▶ **Document excerpt**
=-=-=

If you’re simply concerned about compliance, then either way works. But if you care about operational efficiency and actually being able to recall messages, then you’d probably want to have the easy button over the lengthy ticketing system.

Not Enough Regional Support

Data protection laws vary widely by countries and languages. A good email encryption solution will be tactile enough to support different laws and different languages or in some cases, like in Canada - different languages for the same country! This means email signatures, terms and conditions, privacy policies and data security messages.

You need an email tool that doesn’t force an organisation to communicate in new ways, rather, it should learn and understand how the organisation communicates and fit an email encryption technology on top of that.

Additionally, compliance isn’t a set place, it’s a moving target that email encryption providers need to be constantly adapting towards. An organisation needs to be aware of the newest features and the adaptability of the email encryption provider it goes with.

Supporting Outdated Technology

Costs can soar if an email encryption technology needs to be backed up by multiple third-party integrations or technology. Because email encryption is considered a box ticking exercise for compliance, considerations are often not made about the features of the email tool that are important to have.

One example of this oversight is branding. Organisations often find that the cheapest tools do not support forced email signatures, branded domains or web pages in their tool. Whether it’s through an integration with the company’s Active Directory or through email hierarchy features in the back-end, branding is important.

Look out for the ability to manage corporate email signatures and branding, something that can also be mentioned in budgeting for the tool because it plays an important role for marketing and branding departments and will be missed if it cannot be configured.

=-=-=

▶ **Provided data**
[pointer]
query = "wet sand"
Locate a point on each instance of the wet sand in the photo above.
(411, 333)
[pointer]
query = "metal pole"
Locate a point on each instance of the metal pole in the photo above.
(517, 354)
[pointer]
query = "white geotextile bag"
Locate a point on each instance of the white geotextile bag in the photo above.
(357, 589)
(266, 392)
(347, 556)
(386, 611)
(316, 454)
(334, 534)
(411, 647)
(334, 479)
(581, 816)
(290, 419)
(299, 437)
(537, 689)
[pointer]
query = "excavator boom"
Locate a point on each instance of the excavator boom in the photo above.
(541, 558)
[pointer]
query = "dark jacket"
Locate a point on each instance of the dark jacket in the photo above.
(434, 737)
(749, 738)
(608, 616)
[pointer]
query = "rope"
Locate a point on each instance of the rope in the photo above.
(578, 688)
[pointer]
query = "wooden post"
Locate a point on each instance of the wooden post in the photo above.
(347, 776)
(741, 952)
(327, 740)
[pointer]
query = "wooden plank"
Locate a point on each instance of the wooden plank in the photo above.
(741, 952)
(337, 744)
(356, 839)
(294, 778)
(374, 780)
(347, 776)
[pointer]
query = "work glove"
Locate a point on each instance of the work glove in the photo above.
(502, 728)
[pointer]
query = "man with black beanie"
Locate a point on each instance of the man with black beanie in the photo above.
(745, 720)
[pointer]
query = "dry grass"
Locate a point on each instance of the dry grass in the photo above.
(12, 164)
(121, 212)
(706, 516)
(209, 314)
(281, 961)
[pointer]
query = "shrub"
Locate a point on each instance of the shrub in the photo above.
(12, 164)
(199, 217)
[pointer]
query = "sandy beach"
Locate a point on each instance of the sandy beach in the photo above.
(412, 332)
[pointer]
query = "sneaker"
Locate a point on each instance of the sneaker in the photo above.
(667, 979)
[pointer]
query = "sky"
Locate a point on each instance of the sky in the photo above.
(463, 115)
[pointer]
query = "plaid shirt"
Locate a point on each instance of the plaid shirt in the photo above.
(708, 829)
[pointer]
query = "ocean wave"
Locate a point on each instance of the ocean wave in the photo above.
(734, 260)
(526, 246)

=-=-=

▶ **Requirement 1**
According to the email encryption text, why should the ability to manage corporate email signatures and branding be mentioned when budgeting for the tool? Answer in one to three sentences.
▶ **Requirement 2**
Reproduce the part of the email encryption text that opens with the words containing "If you’re simply" and closes with "top of that.".
The rows above are separate material and are not part of the email encryption text.

▶ **Problem solution 1**
It should be mentioned because branding plays an important role for marketing and branding departments. It will also be missed if it cannot be configured.

▶ **Problem solution 2**
If you’re simply concerned about compliance, then either way works. But if you care about operational efficiency and actually being able to recall messages, then you’d probably want to have the easy button over the lengthy ticketing system.

Not Enough Regional Support

Data protection laws vary widely by countries and languages. A good email encryption solution will be tactile enough to support different laws and different languages or in some cases, like in Canada - different languages for the same country! This means email signatures, terms and conditions, privacy policies and data security messages.

You need an email tool that doesn’t force an organisation to communicate in new ways, rather, it should learn and understand how the organisation communicates and fit an email encryption technology on top of that.